* What to work on:
Write out the whole listing exactly as it stands.
━━━ Supplied information
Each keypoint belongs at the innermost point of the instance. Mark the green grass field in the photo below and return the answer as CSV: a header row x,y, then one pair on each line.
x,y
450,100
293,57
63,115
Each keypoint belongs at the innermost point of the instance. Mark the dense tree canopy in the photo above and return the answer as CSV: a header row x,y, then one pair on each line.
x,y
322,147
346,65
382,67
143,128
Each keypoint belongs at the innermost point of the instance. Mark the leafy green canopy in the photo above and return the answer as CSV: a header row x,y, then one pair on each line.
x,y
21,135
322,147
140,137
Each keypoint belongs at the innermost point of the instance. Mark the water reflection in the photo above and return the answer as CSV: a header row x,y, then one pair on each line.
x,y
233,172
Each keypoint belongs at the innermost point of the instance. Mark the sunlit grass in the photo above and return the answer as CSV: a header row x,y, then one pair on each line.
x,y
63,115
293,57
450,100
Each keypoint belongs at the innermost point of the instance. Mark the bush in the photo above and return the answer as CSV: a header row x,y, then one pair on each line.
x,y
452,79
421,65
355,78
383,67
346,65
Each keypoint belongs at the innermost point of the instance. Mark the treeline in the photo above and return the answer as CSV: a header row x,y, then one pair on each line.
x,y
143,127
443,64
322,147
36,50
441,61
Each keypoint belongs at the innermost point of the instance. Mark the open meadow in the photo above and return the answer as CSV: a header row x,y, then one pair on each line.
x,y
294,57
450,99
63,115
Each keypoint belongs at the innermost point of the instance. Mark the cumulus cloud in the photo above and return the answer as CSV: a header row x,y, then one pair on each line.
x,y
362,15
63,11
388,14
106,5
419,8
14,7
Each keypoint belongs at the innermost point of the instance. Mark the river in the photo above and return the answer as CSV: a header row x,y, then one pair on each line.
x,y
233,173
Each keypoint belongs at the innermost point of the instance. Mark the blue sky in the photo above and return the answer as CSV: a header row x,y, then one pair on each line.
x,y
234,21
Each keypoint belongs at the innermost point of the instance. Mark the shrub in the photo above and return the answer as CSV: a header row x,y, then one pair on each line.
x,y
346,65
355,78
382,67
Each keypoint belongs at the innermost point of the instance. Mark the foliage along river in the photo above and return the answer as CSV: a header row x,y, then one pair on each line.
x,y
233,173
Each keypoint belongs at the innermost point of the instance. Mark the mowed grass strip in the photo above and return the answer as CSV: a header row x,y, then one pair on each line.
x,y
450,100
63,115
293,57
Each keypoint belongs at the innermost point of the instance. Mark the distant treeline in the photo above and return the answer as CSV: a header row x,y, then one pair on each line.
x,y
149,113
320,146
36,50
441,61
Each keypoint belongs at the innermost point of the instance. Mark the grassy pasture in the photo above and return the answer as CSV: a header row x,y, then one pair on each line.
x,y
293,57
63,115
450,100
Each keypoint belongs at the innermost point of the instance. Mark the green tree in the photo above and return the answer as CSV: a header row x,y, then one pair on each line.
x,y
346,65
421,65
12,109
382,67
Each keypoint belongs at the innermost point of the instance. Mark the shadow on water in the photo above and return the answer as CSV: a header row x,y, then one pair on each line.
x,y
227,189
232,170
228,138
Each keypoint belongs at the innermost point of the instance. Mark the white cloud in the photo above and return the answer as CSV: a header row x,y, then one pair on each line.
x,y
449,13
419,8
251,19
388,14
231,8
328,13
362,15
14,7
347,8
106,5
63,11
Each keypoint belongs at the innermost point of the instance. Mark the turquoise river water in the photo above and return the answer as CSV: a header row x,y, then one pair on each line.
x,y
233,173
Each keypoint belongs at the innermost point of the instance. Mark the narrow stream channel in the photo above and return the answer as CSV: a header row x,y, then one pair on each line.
━━━━━━
* Final result:
Each keypoint belongs at the innermost point of the instance. Mark the green grass field in the photo below and return the answer as CSV: a header row x,y, then one pair on each line.
x,y
450,100
293,57
63,115
Each keypoint belongs at the innermost point of the instance. Mark the dense tree canopy in the photo above and return the answer as CSV: a header row x,y, then one pair on each line.
x,y
322,147
346,65
382,67
143,128
Each keypoint belongs at the innermost point of the instance. Mark the leafy green canopy in the photo above and return the answer as CSV: a header row x,y, then one pair on each line.
x,y
21,135
322,147
140,137
Each keypoint belongs at the innermost point of the instance. Mark the water reflection in the photo above and return the answer as CSV: a header row x,y, then one pair on each line.
x,y
233,172
Each keypoint belongs at the innermost point of the instance. Mark the sunlit grass in the photo above and return the answer as CSV: a header row x,y, then one pair on each line.
x,y
63,115
293,57
450,100
Each keypoint belongs at the innermost point of the instance. Mark the bush in the photo above and return the answer as CSV: a header row x,y, then one pair on each line.
x,y
452,79
421,65
355,78
383,67
346,65
Each keypoint belongs at the innermost point of the instance. Mark the treeline in the photo above and return the answer as CSV: a header row x,y, then one pair on each line.
x,y
143,127
443,64
322,147
36,50
441,61
Each keypoint belongs at the innermost point of the instance. Mark the open meadow in the photo above and return the answer as CSV: a header row x,y, then one pair on each line.
x,y
294,57
450,99
63,115
Each keypoint belongs at the innermost point of the instance. Mark the cumulus cloud in the photo above and return the answer as CSV: a header row x,y, then one pair on each line.
x,y
362,15
63,11
388,14
106,5
419,8
14,7
Each keypoint belongs at the innermost point of the instance. Mark the river in the photo above and return the answer as CSV: a header row x,y, then one pair on each line.
x,y
233,173
Each keypoint belongs at the innermost point of the instance. Mark the blue sky in the photo above and return the answer as CSV: a header row x,y, then one pair on each line.
x,y
234,21
Each keypoint belongs at the innermost point of the instance. Mark the shrub in the photo above and return the answer as CSV: a header row x,y, then one pair on each line.
x,y
346,65
355,78
382,67
Each keypoint belongs at the innermost point of the instance. Mark the foliage along river in the photo above and return the answer as CSV: a header row x,y, then one pair on each line.
x,y
233,173
Each keypoint belongs at the innermost point of the instance. Mark the mowed grass strip in the photo above and return the answer as CSV: a header row x,y, then one pair on each line.
x,y
450,100
63,115
293,57
Each keypoint belongs at the innermost point of the instance. Mark the distant treeline in the photo above and return the answer as CSV: a header row x,y, then one pair on each line.
x,y
149,113
320,146
36,50
441,61
Each keypoint belongs at the innermost point of the instance. Mark the grassy pasture in the photo above and return the answer as CSV: a header row x,y, then one pair on each line.
x,y
293,57
63,115
450,100
Each keypoint belongs at the innermost point of the instance. Mark the green tree in the photo above and return the answer as CSV: a header row x,y, then one pair on each line.
x,y
346,65
421,65
12,109
382,67
Each keypoint belongs at the innermost point of the instance. Mark the shadow on water in the photo above and return the answer as CSV: a header row x,y, then one pair on each line.
x,y
227,189
232,170
228,138
Each keypoint belongs at the innermost point of the instance. Mark the white cloud in the photo above and return the answer as CSV: a header row x,y, then one pair on each line.
x,y
449,13
419,8
251,19
388,14
231,8
328,13
362,15
14,7
347,8
106,5
63,11
Each keypoint belongs at the innermost point of the instance. Mark the turquoise river water in the photo above and return the answer as CSV: a header row x,y, then one pair on each line.
x,y
233,173
Each keypoint belongs at the innermost point of the instance. Mark the narrow stream channel in the photo above and return the answer as CSV: a header row x,y, then one pair on each line.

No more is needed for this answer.